[RECORDS SUPPLIED — start]

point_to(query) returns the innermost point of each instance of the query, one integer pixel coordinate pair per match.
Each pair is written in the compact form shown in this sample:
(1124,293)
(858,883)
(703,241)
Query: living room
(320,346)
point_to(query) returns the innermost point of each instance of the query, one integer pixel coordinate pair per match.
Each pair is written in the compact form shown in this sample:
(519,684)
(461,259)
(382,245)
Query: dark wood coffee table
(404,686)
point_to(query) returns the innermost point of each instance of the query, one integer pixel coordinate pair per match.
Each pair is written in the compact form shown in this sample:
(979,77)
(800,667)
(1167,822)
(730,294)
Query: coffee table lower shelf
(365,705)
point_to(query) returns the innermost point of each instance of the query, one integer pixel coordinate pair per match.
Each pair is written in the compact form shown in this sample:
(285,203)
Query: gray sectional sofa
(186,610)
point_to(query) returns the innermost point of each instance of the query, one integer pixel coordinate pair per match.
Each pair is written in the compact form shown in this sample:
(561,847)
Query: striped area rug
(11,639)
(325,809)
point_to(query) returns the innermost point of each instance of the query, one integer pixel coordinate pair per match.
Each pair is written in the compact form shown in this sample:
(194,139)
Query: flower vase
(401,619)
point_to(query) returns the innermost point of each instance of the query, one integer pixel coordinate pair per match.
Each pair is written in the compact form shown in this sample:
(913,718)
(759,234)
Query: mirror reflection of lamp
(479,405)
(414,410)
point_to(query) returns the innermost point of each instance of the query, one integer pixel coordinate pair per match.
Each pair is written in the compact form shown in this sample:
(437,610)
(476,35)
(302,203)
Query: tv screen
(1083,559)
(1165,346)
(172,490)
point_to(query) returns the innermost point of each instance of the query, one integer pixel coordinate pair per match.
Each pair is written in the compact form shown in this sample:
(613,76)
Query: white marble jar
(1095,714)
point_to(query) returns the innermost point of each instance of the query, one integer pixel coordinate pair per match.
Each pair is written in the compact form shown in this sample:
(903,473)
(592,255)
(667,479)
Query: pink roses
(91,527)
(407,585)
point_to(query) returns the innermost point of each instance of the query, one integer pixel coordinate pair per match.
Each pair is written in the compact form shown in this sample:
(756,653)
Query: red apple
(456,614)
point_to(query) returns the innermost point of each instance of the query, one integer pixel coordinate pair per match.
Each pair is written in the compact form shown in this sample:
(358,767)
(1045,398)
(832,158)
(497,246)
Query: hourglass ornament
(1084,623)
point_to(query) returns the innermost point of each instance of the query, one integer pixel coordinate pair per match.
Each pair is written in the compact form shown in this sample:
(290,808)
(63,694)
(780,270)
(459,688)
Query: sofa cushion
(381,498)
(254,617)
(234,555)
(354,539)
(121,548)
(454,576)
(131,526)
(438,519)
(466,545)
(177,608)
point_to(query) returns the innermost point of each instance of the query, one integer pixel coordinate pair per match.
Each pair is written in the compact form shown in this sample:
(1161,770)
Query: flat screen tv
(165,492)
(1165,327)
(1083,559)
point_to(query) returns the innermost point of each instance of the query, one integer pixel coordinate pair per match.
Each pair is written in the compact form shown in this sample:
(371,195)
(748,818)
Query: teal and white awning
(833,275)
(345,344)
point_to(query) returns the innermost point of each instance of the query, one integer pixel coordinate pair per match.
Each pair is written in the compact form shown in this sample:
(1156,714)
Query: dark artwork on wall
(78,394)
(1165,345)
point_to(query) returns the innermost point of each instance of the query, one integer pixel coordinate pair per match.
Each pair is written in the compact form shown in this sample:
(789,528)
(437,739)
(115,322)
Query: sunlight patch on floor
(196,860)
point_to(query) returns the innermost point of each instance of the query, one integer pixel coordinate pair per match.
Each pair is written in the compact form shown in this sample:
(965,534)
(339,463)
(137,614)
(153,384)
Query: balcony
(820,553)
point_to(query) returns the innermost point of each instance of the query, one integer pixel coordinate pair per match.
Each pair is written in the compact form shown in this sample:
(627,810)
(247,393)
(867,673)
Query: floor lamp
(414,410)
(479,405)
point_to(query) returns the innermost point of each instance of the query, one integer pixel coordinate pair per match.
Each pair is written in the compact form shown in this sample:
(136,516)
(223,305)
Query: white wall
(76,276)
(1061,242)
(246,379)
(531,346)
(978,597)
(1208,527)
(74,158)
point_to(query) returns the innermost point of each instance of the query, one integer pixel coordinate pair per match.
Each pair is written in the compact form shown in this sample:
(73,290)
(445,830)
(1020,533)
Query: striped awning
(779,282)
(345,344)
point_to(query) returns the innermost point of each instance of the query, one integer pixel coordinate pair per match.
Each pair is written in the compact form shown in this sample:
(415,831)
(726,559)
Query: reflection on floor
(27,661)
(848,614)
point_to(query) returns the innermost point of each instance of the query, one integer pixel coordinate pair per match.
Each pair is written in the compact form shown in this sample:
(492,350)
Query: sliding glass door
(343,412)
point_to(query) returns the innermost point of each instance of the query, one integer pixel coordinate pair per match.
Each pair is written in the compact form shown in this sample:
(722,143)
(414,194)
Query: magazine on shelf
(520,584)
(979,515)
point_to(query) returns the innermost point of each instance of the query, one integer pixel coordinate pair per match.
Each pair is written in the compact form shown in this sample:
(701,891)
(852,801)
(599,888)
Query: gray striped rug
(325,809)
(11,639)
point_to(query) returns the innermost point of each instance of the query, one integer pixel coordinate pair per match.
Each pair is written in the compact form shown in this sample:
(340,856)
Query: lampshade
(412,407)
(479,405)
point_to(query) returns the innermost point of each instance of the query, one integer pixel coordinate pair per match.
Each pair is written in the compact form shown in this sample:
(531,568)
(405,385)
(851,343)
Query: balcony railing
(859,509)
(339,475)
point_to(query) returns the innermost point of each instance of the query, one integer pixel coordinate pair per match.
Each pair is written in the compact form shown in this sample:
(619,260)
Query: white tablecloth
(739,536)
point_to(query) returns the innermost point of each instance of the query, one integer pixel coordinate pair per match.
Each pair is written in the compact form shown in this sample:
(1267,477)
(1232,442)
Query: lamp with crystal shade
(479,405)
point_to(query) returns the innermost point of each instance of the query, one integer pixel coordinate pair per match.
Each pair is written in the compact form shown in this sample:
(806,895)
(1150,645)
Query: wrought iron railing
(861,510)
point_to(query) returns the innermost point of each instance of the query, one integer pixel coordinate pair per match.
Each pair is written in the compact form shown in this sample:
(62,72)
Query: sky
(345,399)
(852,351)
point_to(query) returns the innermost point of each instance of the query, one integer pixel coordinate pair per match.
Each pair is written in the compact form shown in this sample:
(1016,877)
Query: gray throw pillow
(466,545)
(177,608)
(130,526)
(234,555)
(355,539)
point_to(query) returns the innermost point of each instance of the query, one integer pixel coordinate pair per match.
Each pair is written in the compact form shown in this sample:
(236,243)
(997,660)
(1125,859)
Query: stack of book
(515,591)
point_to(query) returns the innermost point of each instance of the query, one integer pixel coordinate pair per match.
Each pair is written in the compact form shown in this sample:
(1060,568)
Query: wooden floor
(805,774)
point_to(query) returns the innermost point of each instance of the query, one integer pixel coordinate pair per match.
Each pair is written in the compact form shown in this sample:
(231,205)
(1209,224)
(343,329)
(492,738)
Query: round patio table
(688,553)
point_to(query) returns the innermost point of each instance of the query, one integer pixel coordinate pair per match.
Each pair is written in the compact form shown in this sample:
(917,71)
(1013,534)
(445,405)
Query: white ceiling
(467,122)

[RECORDS SUPPLIED — finish]

**YOUR ASSIGNMENT**
The records above are to be copied out exactly, line for line.

**WRITTEN SOLUTION**
point_to(query) returns the innermost point of each instance of the query, one integer pixel coordinate pair per match.
Each pair is written in the compact form shown in this sample:
(1124,293)
(858,883)
(703,241)
Query: living room
(320,346)
point_to(query) returns the innermost point of each instance of the query, one integer pixel coordinate pair per match.
Each pair is written in the compact form shown in this sample:
(519,684)
(461,259)
(382,245)
Query: dark wood coffee table
(404,686)
point_to(query) returns the innermost point of each instance of the query, one integer pixel coordinate pair per match.
Each pair is written in the compact form shown in this sample:
(979,77)
(800,667)
(1167,822)
(730,294)
Query: coffee table lower shelf
(365,705)
point_to(query) returns the innermost point of each instance of the query, one integer pixel coordinate pair per match.
Each pair is written in the compact form shown in this sample:
(285,203)
Query: gray sectional sofa
(186,610)
point_to(query) returns the innermost point of each instance of the query, one integer pixel coordinate pair per match.
Each pair is written in the compact form shown in this sample:
(561,847)
Query: striped area rug
(11,639)
(325,809)
point_to(query) returns the innermost point of each instance of the query, one integer pixel coordinate pair per match.
Each pair is written in the compact form shown in this sample:
(194,139)
Query: flower vase
(401,619)
point_to(query) returns the innermost point of each instance of the query, one integer pixel coordinate pair per match.
Each pair is written in the compact form shown in this sample:
(913,718)
(759,234)
Query: mirror reflection of lamp
(479,405)
(414,410)
point_to(query) returns the innermost point of each instance of the query, one integer pixel coordinate pair per match.
Each pair is written in the compact form shown in this sample:
(437,610)
(476,35)
(302,203)
Query: tv screen
(1083,559)
(1165,346)
(172,490)
point_to(query) returns the innermost point of each instance of the query, one integer pixel coordinate pair per match.
Each pair is written in the compact form shown in this sample:
(613,76)
Query: white marble jar
(1095,714)
point_to(query) returns the innermost point of each instance of the query, one integer pixel coordinate pair per match.
Each pair is written in the compact form shown in this sample:
(903,473)
(592,255)
(667,479)
Query: pink roses
(91,527)
(407,585)
point_to(query) returns the innermost point of each instance of the query, one integer pixel coordinate pair per match.
Each pair is written in the compact form shown in this sample:
(756,653)
Query: red apple
(456,614)
point_to(query) returns the innermost point of each instance of the query, one integer pixel coordinate pair per match.
Each pair is written in the compact form shown in this sample:
(358,767)
(1045,398)
(832,158)
(497,246)
Query: hourglass ornament
(1084,623)
point_to(query) returns the innermost point of each instance of the query, one integer pixel coordinate pair per match.
Each pair is written in the compact form shown in this sample:
(290,808)
(63,694)
(780,270)
(459,688)
Query: sofa cushion
(381,498)
(254,617)
(234,555)
(354,539)
(121,548)
(454,576)
(131,526)
(438,519)
(466,545)
(177,608)
point_to(query) returns the innermost point of each instance of the query, one integer pixel coordinate pair per match.
Each pair is written in the compact form shown in this sample:
(1161,770)
Query: flat screen tv
(165,492)
(1165,327)
(1083,559)
point_to(query) returns the innermost point of each instance of the query, one integer pixel coordinate pair per match.
Each pair is written in the compact form shown in this sample:
(371,195)
(748,818)
Query: teal and white awning
(833,275)
(345,344)
point_to(query) returns the innermost point of each instance of the query, one integer pixel coordinate pair per match.
Each pair is written in the compact form shown in this sample:
(1156,714)
Query: dark artwork on wall
(78,394)
(1165,345)
point_to(query) returns the innermost point of each instance of the query, one integer pixel coordinate pair per match.
Each pair is written in the compact form shown in this sample:
(789,528)
(437,739)
(115,322)
Query: sunlight patch on floor
(196,860)
point_to(query) returns the innermost point of each instance of the query, one integer pixel coordinate pair per match.
Each pair is written in the compact form shown in this sample:
(965,534)
(339,463)
(137,614)
(153,384)
Query: balcony
(820,553)
point_to(query) returns the innermost point of each instance of the query, one integer pixel coordinate pair per match.
Each pair is written in the compact form shown in this sample:
(627,810)
(247,393)
(867,673)
Query: floor lamp
(414,410)
(479,405)
point_to(query) returns the innermost point of each instance of the query, one integer pixel coordinate pair per match.
Each pair is written in the compact form shown in this sample:
(136,516)
(223,305)
Query: white wall
(76,276)
(1061,242)
(246,379)
(531,346)
(978,597)
(1208,527)
(74,158)
point_to(query) returns the innermost point of each instance of the query, one integer pixel coordinate pair per match.
Each pair is written in the compact form shown in this sample:
(73,290)
(445,830)
(1020,533)
Query: striped awning
(779,282)
(345,344)
point_to(query) returns the innermost point of each instance of the query, one integer pixel coordinate pair per match.
Each pair is written in the compact form shown in this sample:
(415,831)
(726,559)
Query: reflection on floor
(27,661)
(848,614)
point_to(query) returns the innermost point of each instance of the query, one integer pixel coordinate pair per match.
Each pair is written in the compact form shown in this sample:
(492,350)
Query: sliding glass door
(343,412)
point_to(query) returns the innermost point of each instance of the query, one integer pixel coordinate pair per match.
Each pair is written in the compact form shown in this sample:
(722,143)
(414,194)
Query: magazine on shelf
(520,584)
(979,515)
point_to(query) returns the innermost point of each instance of the query, one integer pixel coordinate pair per match.
Each pair is written in the compact form shown in this sample:
(701,891)
(852,801)
(599,888)
Query: gray striped rug
(325,809)
(11,639)
point_to(query) returns the innermost point of each instance of the query, one integer pixel coordinate pair per match.
Each pair is written in the compact form shown in this sample:
(340,856)
Query: lampshade
(412,407)
(479,405)
point_to(query) returns the innermost point of each instance of the query, one integer pixel coordinate pair per match.
Each pair is written in the compact form shown in this sample:
(531,568)
(405,385)
(851,343)
Query: balcony railing
(859,509)
(339,475)
point_to(query) returns the innermost point of each instance of the query, one integer pixel coordinate pair per match.
Each pair is written in the compact form shown in this sample:
(619,260)
Query: white tablecloth
(739,536)
point_to(query) returns the innermost point of each instance of the query, one integer pixel coordinate pair per match.
Each pair is written in the compact form shown in this sample:
(1267,477)
(1232,442)
Query: lamp with crystal shade
(479,405)
point_to(query) returns the innermost point of each instance of the query, one integer pixel coordinate pair per match.
Each pair is written in the compact form shown in this sample:
(806,895)
(1150,645)
Query: wrought iron railing
(861,510)
point_to(query) returns the innermost point of each instance of the query, one integer pixel coordinate pair per match.
Each pair is written in the compact form shown in this sample:
(62,72)
Query: sky
(345,399)
(852,351)
point_to(query) returns the innermost point of each instance of the query, one integer pixel coordinate pair per match.
Each pair is written in the compact form shown in this sample:
(1016,877)
Query: gray throw pillow
(466,545)
(177,608)
(130,526)
(234,555)
(355,539)
point_to(query) returns the innermost point of each instance of the query, one integer pixel coordinate pair per match.
Each pair is written in the compact form shown in this sample:
(236,243)
(997,660)
(1125,859)
Query: stack of book
(515,591)
point_to(query) returns the innermost point of each instance of the query, one integer pixel coordinate pair per match.
Each pair is written in the compact form shown in this sample:
(1060,568)
Query: wooden floor
(805,774)
point_to(query) returns the innermost point of each instance of the query, one integer pixel coordinate pair per match.
Each pair is written in the compact form shown in this sample:
(231,205)
(1209,224)
(343,329)
(492,738)
Query: round patio table
(688,553)
point_to(query) returns the innermost point of each instance of the query, one integer pixel coordinate pair per match.
Each pair is written in the compact form shown in this sample:
(917,71)
(1013,534)
(445,405)
Query: white ceiling
(467,122)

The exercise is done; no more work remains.